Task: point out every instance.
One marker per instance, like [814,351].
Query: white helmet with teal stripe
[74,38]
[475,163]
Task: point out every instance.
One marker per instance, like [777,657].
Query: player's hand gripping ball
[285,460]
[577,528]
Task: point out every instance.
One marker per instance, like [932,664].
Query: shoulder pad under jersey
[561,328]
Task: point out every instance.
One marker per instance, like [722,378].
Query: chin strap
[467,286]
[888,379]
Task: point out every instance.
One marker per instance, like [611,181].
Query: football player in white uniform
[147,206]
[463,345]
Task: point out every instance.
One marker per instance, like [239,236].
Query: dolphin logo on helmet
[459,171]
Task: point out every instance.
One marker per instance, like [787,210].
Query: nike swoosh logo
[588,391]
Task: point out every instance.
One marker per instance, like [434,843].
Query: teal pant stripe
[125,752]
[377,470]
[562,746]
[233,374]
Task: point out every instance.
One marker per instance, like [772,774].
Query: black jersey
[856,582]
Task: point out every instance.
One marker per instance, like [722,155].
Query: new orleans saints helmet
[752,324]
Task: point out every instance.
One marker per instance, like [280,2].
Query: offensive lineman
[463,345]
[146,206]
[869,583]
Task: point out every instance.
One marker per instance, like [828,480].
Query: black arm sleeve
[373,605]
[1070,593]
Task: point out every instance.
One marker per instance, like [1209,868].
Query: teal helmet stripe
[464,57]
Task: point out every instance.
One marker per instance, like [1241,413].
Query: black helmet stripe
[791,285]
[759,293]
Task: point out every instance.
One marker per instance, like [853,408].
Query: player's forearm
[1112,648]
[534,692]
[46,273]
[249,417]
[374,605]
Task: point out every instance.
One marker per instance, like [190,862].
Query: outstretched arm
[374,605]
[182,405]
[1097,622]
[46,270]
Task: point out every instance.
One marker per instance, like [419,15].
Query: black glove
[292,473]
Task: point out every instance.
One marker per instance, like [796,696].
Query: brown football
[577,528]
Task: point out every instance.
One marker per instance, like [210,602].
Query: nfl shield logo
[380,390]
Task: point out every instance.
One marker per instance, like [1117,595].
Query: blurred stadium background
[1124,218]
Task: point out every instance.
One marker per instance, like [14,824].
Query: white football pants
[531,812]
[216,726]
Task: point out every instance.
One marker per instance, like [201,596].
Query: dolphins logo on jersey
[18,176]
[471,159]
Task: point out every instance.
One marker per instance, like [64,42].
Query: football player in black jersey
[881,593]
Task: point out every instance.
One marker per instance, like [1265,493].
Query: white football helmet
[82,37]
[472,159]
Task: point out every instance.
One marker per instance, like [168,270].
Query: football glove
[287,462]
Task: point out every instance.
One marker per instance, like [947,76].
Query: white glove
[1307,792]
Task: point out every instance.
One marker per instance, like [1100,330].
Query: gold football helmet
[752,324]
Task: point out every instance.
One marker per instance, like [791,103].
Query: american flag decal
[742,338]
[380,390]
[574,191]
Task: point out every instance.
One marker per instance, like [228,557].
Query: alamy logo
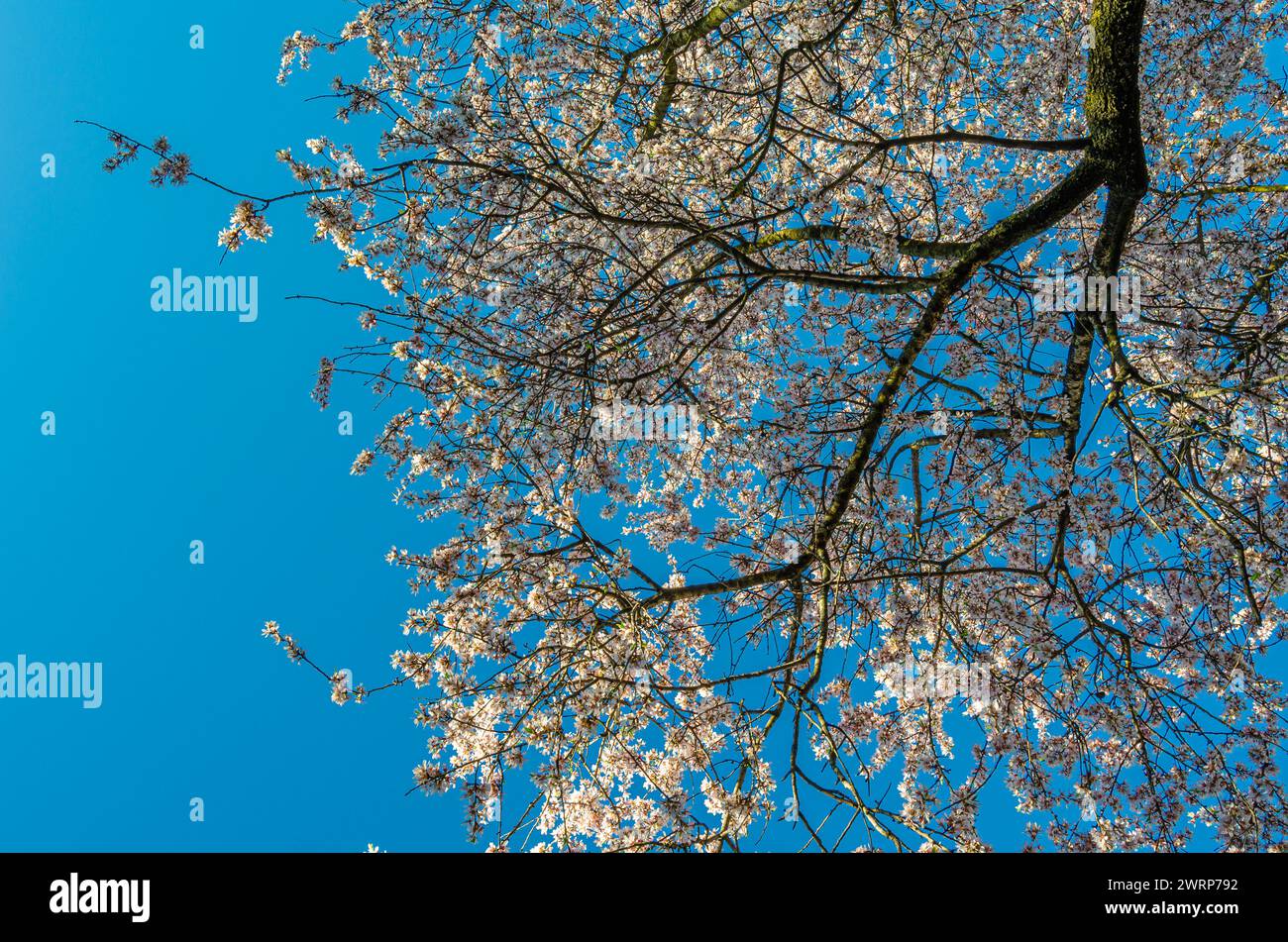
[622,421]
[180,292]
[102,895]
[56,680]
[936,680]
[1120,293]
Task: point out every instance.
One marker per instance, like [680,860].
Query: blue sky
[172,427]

= = = =

Task prompt: Quote every entry exactly, with the pictures omitted.

Solution for this exercise:
Task: point out every instance.
One marker per instance, like [814,351].
Query: white helmet with teal stripe
[74,38]
[475,163]
Task: point out every instance.
One marker per instance, like [777,657].
Query: player's hand gripping ball
[285,460]
[577,528]
Task: point out every instance.
One marker per instance, like [932,664].
Query: shoulder pad under jersey
[561,328]
Task: point out every instance.
One marker per instance, like [722,378].
Query: chin strap
[467,286]
[888,379]
Task: point out every instance.
One marker per instance, like [611,181].
Query: football player in white uniform
[147,206]
[463,345]
Task: point out every instance.
One marker per instance, like [239,236].
Query: dolphin logo on helmet
[459,171]
Task: point out every instance.
One marker per instance, like [787,210].
Query: nike swoosh logo
[588,391]
Task: point out every instance.
One marker per instance, like [434,843].
Query: teal pant stripe
[125,752]
[377,470]
[562,746]
[233,374]
Task: point out every instance.
One marker per instance, like [772,774].
Query: black jersey
[856,582]
Task: point out every instance.
One marker per instance, like [722,155].
Query: new orleans saints helmet
[752,324]
Task: point out every instance.
One marker per instance, like [280,2].
Query: offensive lineman
[463,345]
[146,206]
[869,583]
Task: point out every instance.
One marker per instance, like [828,480].
Query: black arm sleeve
[373,605]
[1070,593]
Task: point out every instance.
One marker per instance, like [1209,868].
Query: teal helmet stripe
[464,57]
Task: point out every instance.
One marker per instance, like [1241,413].
Query: black helmet stripe
[791,285]
[759,293]
Task: point out every instance.
One marker per instance, like [853,408].
Query: player's forearm
[1112,648]
[534,692]
[46,273]
[249,417]
[374,605]
Task: point out every instance.
One marker per instance, like [190,862].
Query: outstretched arm
[374,605]
[182,405]
[1097,622]
[46,270]
Task: point out every instance.
One marker per instance, like [419,15].
Query: black glove
[292,473]
Task: point out every instance.
One marker per instance, like [796,696].
Query: brown football
[577,528]
Task: point out every instance.
One marker per instance, like [210,602].
Query: nfl shield logo
[380,390]
Task: point out every instance.
One marker per instance, like [1117,595].
Query: blurred stadium background
[1124,218]
Task: point out every instance.
One marker per instance, like [14,824].
Query: white football pants
[531,812]
[216,726]
Task: point out every instance.
One marker per instance, like [201,596].
Query: dolphins logo on jersey
[18,176]
[471,159]
Task: point out every instance.
One marker per instance, like [64,42].
Query: football player in black jersey
[881,593]
Task: point out every instance.
One marker per instance, like [1265,493].
Query: white football helmet
[82,37]
[472,159]
Task: point out every instance.
One marker per instance, like [168,270].
Query: football glove
[287,462]
Task: point out every instance.
One marker per instance, like [947,76].
Query: white glove
[1307,792]
Task: point out every instance.
One marker per instance, like [1100,330].
Query: gold football helmet
[752,324]
Task: point out every instance.
One marker per instance, like [791,103].
Query: american flag decal
[742,338]
[380,390]
[574,191]
Task: point out every instance.
One marker per instance, like [228,557].
Query: alamy logo
[622,421]
[180,292]
[102,895]
[56,680]
[936,680]
[1120,293]
Task: point out every instance.
One marker per instance, like [680,860].
Query: blue sky
[172,427]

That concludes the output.